PROBLEMS TO WORK ON:
**1)** Answer these questions using the text on network quality metrics:
(a) Which ITU-T recommendation holds the definition of QoE that the text quotes?
(b) What kind of dependency of QoE on QoS do the authors of [10] show?
(c) On the MOS scale, what score stands for "fair"?
**2)** Write what comes next in the text on network quality metrics, picking up right after its last sentence.

* BEGIN DOCUMENT TEXT *

Generally, the values of almost all the above metrics will likely deteriorate in post-failure periods. This refers particularly to the increase of values of metrics such as latency, jitter, packet loss ratio, and retransmission rate, which, in fact, reflects difficulties of the networked system in failure scenarios (e.g., due to longer transmission paths and worse propagation characteristics). In the case of the last parameter (i.e., throughput), its deterioration denotes a decrease of its value, e.g., under adverse weather conditions such as dense fog in free-space optical networks—FSO [22].

5.3 Subjective Metrics

Subjective metrics are used to evaluate the performance of system services perceived by end users. Therefore, they help assess quality of experience (QoE), being largely subjective and integrating user perception, experience, and expectations [10]. In particular, the most comprehensive definition of QoE seems to be the one from the ITU-T P.10/G.100 recommendation, where QoE is described as “the degree of delight or annoyance of the user of an application or service” [19]. A detailed set of QoE-related definitions can be found, e.g., in [5].

While QoE ratings are certainly user-centric (i.e., referring to the needs and expectations of end users), they much depend on QoS characteristics (referring to the ability of a networked system to provide its services at a certain quality level defined by QoS parameters such as packet loss, bit rate, throughput, transmission delay, and jitter). In particular, the authors of [10] show that the dependency of QoE on QoS can be considered exponential.

QoS attributes are often regarded as network-centric and largely represent the interests of network operators/service providers. These two aspects, i.e., the viewpoint of users interested in as good service as possible and of network operators/service providers (often focusing on a minimal level of investments assuring the assumed level of QoS), can be seen as opposing.

A relatively rich set of research results on methods of ensuring and measuring the QoE is available in the literature. Among them, particularly noteworthy seem to be the ones by Hossfeld et al. (see, e.g. [15, 17, 21]). In this section, a selected set of subjective metrics is highlighted, and their usability in failure scenarios is discussed.

Mean Opinion Score

The mean opinion score (MOS) metric has been designed to evaluate the perceived quality of experience. It is based on subjective evaluations of users [10]. Following [20], users assign scores based on the following scale: 5-excellent, 4-good, 3-fair, 2-poor, 1-bad. In the final processing of results, the value of MOS is obtained as the arithmetic mean of user opinions. MOS is commonly considered as a standard metric for QoE [43].

* END DOCUMENT TEXT *
* BEGIN DATASET ROWS *

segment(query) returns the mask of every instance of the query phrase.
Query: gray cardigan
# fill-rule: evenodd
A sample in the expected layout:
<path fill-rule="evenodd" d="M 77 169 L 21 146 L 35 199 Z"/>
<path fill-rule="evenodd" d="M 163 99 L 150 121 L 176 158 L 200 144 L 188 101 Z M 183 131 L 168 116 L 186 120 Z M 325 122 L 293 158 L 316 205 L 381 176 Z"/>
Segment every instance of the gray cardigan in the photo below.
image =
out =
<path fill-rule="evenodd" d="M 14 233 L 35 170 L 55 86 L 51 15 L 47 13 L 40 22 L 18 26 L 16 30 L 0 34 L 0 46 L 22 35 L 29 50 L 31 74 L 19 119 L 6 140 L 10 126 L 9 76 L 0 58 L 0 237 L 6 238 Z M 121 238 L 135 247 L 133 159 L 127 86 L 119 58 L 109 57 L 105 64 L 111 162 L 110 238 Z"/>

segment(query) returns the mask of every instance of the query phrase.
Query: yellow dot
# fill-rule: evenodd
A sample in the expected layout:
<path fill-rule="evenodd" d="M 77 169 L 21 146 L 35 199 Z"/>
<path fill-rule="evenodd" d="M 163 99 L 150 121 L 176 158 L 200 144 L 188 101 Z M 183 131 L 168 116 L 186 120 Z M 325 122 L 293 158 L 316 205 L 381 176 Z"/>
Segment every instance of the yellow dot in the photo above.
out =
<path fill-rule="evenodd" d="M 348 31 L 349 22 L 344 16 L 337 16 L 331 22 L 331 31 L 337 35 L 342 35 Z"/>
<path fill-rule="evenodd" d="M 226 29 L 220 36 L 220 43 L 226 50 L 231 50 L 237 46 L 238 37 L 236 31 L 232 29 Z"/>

* END DATASET ROWS *
* BEGIN DATASET ROWS *

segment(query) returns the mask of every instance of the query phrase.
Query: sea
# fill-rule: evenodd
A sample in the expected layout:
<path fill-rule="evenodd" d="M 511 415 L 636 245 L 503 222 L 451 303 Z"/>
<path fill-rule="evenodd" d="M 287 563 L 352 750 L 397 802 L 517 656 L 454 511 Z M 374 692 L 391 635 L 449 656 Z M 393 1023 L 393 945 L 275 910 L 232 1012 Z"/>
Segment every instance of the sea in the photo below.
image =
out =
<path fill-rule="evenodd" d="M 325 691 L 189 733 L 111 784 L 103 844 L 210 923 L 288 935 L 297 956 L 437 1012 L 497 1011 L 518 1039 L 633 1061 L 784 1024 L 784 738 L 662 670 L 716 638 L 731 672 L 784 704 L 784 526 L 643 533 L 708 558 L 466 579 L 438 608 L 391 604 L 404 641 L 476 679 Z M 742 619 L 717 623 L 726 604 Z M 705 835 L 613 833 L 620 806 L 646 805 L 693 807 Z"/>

* END DATASET ROWS *
* BEGIN DATASET ROWS *

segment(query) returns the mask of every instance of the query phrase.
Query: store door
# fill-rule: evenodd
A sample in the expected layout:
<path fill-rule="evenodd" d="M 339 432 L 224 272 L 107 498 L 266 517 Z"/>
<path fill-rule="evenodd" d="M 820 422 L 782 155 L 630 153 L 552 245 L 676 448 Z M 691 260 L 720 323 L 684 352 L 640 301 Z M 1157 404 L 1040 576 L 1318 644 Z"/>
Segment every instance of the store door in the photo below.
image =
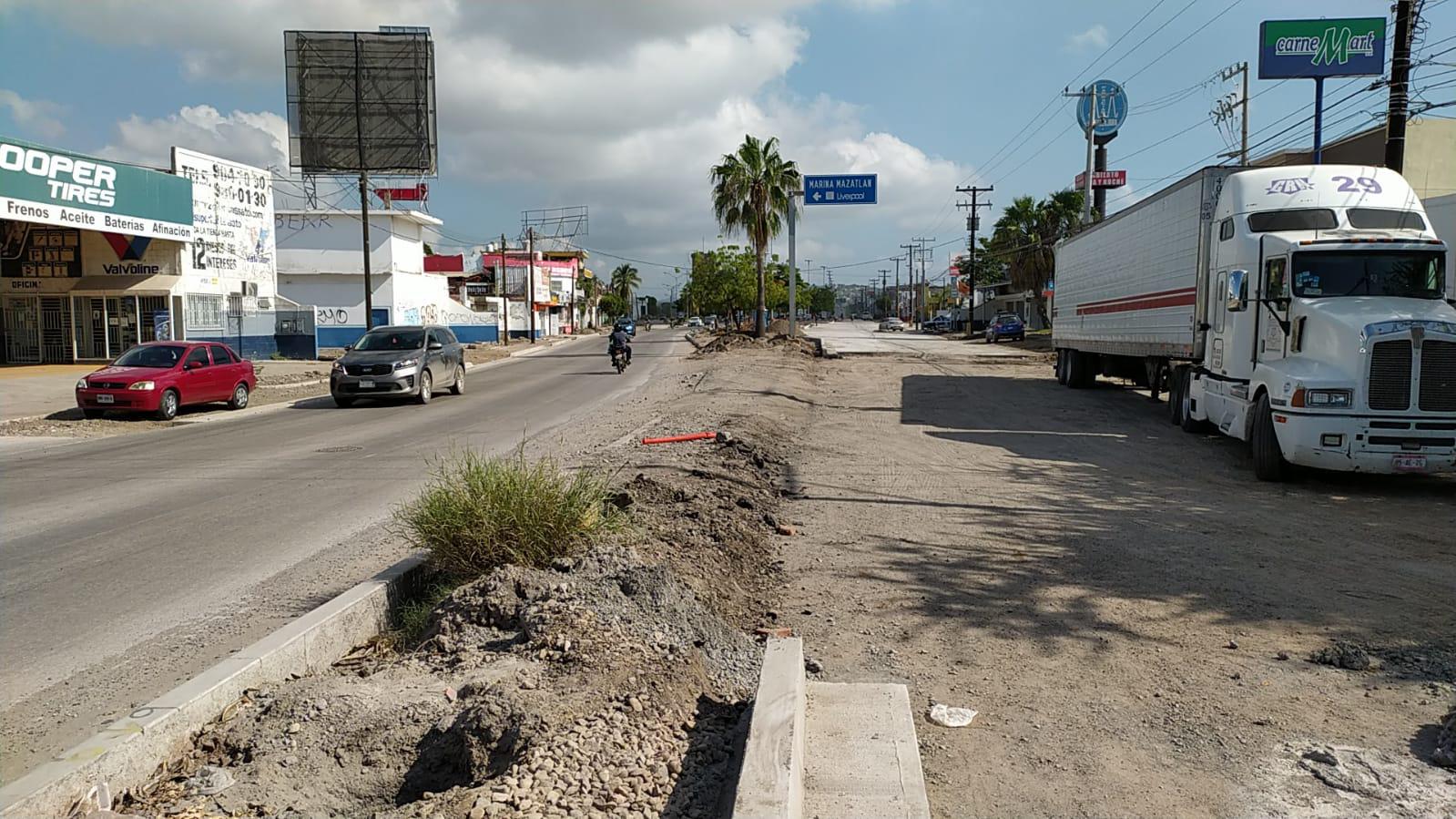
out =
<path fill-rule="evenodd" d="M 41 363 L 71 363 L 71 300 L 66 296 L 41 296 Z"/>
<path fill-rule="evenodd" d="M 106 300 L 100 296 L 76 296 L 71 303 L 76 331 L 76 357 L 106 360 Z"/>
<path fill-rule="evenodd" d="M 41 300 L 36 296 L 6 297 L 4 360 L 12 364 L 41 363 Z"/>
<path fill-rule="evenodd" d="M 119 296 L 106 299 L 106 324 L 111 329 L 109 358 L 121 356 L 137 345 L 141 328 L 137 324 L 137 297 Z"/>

* END DATASET ROWS *

TASK RESULTS:
**1)**
(a) ITU-T P.10/G.100
(b) Exponential
(c) 3

**2)**
Standard Deviation of Opinion Scores

Since assessing the level of QoE by end users might largely be sensitive (e.g., in the case of difficulties in making a clear assessment of QoE by particular users), relying only on the average values user experience of MOS may not be sufficient. Unfortunately, providing only the average values reflected by MOS hides the level of variation in ratings and thus provides, at most, partial information about user experience. It is, therefore, necessary to extend the analysis at least by the evaluation of the diversity of user opinions provided by the standard deviation of MOS focusing on the level of rating diversity, referred to as standard deviation of opinion scores (shortly SOS), as proposed in [16].

Other Statistical Metrics for the Evaluation of QoE

Since relying only on the mean values of user opinions in the evaluation of QoE is often not adequate, apart from the SOS metric of the distribution of user scores, one can also focus on distributions of user ratings (for comprehensive information about user ratings), entropy (referring to the level of unpredictability of user scores and the uncertainty of the measurement system), or on more detailed ratings coming from fractions of satisfied and dissatisfied users, as proposed in [13], as well as on estimating the confidence intervals for MOS values, as considered in [14].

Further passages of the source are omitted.